*** Opening Material for this task ***

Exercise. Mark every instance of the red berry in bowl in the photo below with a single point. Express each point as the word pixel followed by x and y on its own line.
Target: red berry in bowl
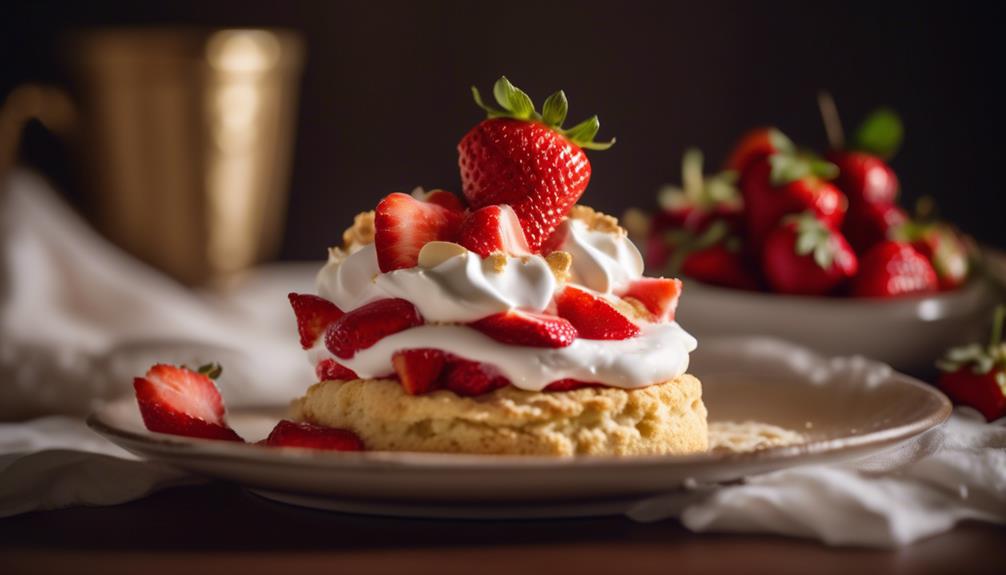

*** Closing Material for this task ***
*** Opening Material for this task ***

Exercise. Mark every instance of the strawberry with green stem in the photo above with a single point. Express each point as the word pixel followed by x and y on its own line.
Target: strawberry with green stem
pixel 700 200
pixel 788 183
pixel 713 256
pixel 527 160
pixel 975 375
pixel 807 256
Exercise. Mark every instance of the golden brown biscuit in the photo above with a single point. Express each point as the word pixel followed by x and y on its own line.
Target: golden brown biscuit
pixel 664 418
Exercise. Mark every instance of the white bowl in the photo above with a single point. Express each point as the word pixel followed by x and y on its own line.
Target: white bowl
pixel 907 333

*** Closing Material for this task ***
*** Opening Material for this task ***

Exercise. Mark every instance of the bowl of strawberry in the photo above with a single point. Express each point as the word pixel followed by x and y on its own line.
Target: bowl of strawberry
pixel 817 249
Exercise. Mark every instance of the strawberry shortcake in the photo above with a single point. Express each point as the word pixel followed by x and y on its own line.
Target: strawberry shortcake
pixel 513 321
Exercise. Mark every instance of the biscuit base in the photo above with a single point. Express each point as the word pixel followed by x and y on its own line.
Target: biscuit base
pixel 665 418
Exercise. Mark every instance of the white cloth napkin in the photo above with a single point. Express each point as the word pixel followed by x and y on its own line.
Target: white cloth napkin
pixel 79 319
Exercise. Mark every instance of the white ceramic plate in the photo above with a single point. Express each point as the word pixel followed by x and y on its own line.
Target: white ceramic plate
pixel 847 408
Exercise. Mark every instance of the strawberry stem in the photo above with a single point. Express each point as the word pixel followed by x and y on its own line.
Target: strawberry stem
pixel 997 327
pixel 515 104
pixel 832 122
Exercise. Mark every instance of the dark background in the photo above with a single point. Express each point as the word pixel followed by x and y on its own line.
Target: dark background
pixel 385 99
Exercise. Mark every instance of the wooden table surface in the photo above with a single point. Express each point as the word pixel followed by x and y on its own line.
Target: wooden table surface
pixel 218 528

*** Closing Material for this task ***

Assignment -
An exact copy of the lines above, from the one containing "Target: biscuit base" through the one containing "Exercise. Mark every instance of the white ceramic", is the whole of the answer.

Answer -
Target: biscuit base
pixel 665 418
Exercise. Mark every instance of the white cloth napkin in the photo above with a single point. Express each point as the word pixel followed by x and y on its own line.
Target: white cloth napkin
pixel 79 319
Exercise. Mark every instance of the white ceramic plate in the photo above with a single point. Express each point as the word pixel followed by x and y on its own line.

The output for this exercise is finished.